GIVEN TEXT>
-- -- --
3.1  To an extent, this question appears to prejudge s.104 of the Community Empowerment (Scotland) Act 2015 mandating consultation with local communities before disposal or change of use of CG assets before it has been brought into force. I suspect a ministerial response to this question would be to allow s.104 to bed in before any further action is proposed. I come back to s.104 in para. 5.6 below.

3.2.  Aside from disposal and change of use, there could be a case for requiring LAs to produce - in accordance with ministerial guidelines to achieve consistency and after public consultation -  medium/long term forward plans for their common good funds (portfolios of income generating investments, not public parks etc.) covering investment strategies and policies for spending revenue surpluses. S.104 would need to be amended to cover this.

3.3  There’s another point I’d like to raise here, not as “evidence” from my own knowledge but rather a question which, if I were a member of the committee, I would want to ask of those qualified to answer it: I gather many CG funds rent assets (typically buildings) to their own LAs. That’s fair as the residents of the rest of the LA area are paying the burgh the CG fund “belongs to” a rent for the use of “their” (the burgh’s) property. But what about the converse – does it ever happen that unremunerative CG assets (typically inalienable CG such as public parks) are run at the expense of the LA’s general fund as opposed to the CG fund? If so, is this legal? I believe there used to be a maxim that the common good could subsidise the rates but not the other way round. I presume that must since have been varied by statute or else the point would surely have come up at audit before now but even if it’s legal, is it fair? If the general fund is paying for it, should the asset not be the “property” of all the residents of the LA area, not just the former burgh in which it happens to be situated? In the course of preparing this evidence, I did a not very scientific survey of how about two thirds of LAs had accounted for CG in their annual accounts for 2015-16. In one or two, it appeared that the general fund (“the rates”) running CG assets might be being effected by “finance leases” by the CG fund to the general fund at a peppercorn rent but in only one of the sets of accounts I looked at – Highland Council – did I see a clear statement of how I believe it ought to work: 

All funds are held for the benefit of the residents of those former burghs and must be used in the first instance to maintain the assets of the Common Good. Thereafter funds can be used for purposes which are in the interests of the community for which the Common Good Fund was established. [Emphasis added.]

I wonder if that doesn’t need to be made a statutory requirement for all LAs? If it doesn’t, then, because the question was even asked, it perhaps resolves into one of transparency of accounting and reporting as to which see Q4 below. 

4.     Are details of common good property and assets and income generated by their sale clear and transparent?
-- -- --
DATASET EXTRACT>
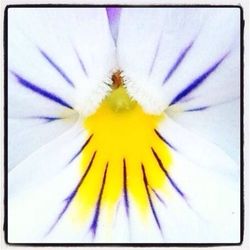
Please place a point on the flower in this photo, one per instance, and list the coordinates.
-- -- --
AIM> Copy word for word the stretch of the common good funds text from "3.2.  Aside from" through "to cover this.".

ANSWER>
3.2.  Aside from disposal and change of use, there could be a case for requiring LAs to produce - in accordance with ministerial guidelines to achieve consistency and after public consultation -  medium/long term forward plans for their common good funds (portfolios of income generating investments, not public parks etc.) covering investment strategies and policies for spending revenue surpluses. S.104 would need to be amended to cover this.